[PROVIDED TEXT]:
How many of you have ever watched Game of Thrones? A few Game of Thrones people. It's like the Seven Kingdoms where everybody is really trying to compete for that Iron Throne. Step away from that. It's really not a necessary thing within your organization.

The next step in healing your relationship is to cut down on over-processing. It's kind of like overeating. So when we start to look at how we originally built a lot of the processes, we built them with flowcharts that were if/thens. If this, then do that, and then do that, and we tried to really kind of make it a one-size-fits-all. We'll talk about that in a second.

But in many ways, because we were aligned with Waterfall, we also built a very waterfall process, and they were pretty complex. So the next step has to be is you have to go on a process diet. You really need to start to look at how much is just enough process.

Does every change really need to submit a request for change two weeks in advance? Does every incident need to do that?

I mentioned agile service management. One of the key concepts within agile service management is identifying how much is just enough. If you know anything about Scrum, that is one of the parts of the definition of Scrum, is to identify just enough rules, just enough structure. Same thing with your process.

Microservices need microprocesses, and so that's a very key aspect of being able to scale down. Go on the diet together. Work together to identify how much is just enough process. And again, that's going to depend on your vertical market, it's going to depend on your regulatory requirements, but if you work on that together, there's really healthy discussions. You look at your value stream, there's some ways to be able to pull that apart.

Stop taking a one-size-fits-all strategy. One of the key pieces of guidance inside of ITIL talks about models. Anybody familiar with models? Anybody have models in place? Not too many.

So going way back to version two, ITIL suggested that you build models for different types of incidents or changes or requests, problems. And the model would be based on the level of rigor that was associated with that particular event, whether it's an incident, problem, change, or request.

So you can build a model, we'll look at this in a second, but you can build a model for these changes, releases, incident problems, that talk about how much resource, how much automation, how much rigor, how much review is associated with each of these individual events so that you understand how to respond and also how to go faster.

When we start to look at change management, we have to start looking at making change management a much more agile process. We really have to start looking at agility in change management.

Now, I want to take a few extra minutes to talk about this. So we have a pretty healthy ITSM representation in here. How many of you really struggle with change management in a DevOps environment?

It's the number one question I get asked: how do I make change management work? I get asked by the developers, I get asked by the DevOps space, how do we overcome the constraints of change management and still be able to bring DevOps into our environment? How do we convince that we don't necessarily need a CAB for everything?

How many of you put, again, what we say in this room stays in this room. How many of you put every request for change through your CAB?

Thank you for being honest, because they all do too. Right?

The CAB should certainly review enterprise impact. Anything that's a big, ugly, high-risk, high-impact, going to affect a lot of people, affect a critical business application, absolutely.

[RECORD EXTRACTS]:
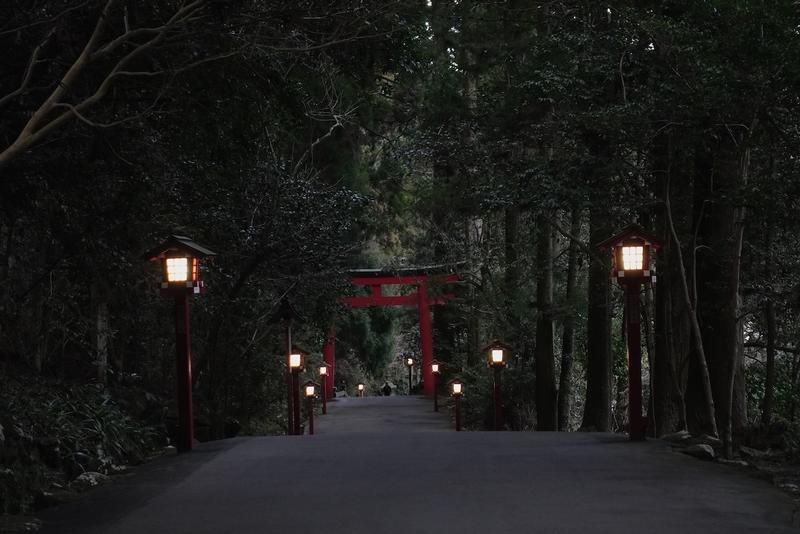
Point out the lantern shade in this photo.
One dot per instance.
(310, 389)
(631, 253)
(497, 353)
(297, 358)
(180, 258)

* * *

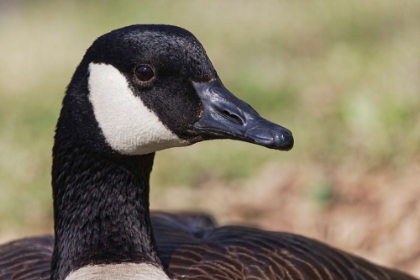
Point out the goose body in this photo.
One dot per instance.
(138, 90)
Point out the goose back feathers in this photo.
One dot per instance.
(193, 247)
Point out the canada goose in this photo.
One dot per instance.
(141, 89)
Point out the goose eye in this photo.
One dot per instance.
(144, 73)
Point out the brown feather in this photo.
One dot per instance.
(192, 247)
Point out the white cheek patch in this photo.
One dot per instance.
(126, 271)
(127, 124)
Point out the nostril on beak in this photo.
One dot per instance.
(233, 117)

[WHAT YOU SHOULD DO]: Reproduce the part of the talk excerpt starting at "Stop taking a" and ending at "Not too many.". The listing comes from a separate source unrelated to the talk excerpt.

[EXERCISE RESPONSE]:
Stop taking a one-size-fits-all strategy. One of the key pieces of guidance inside of ITIL talks about models. Anybody familiar with models? Anybody have models in place? Not too many.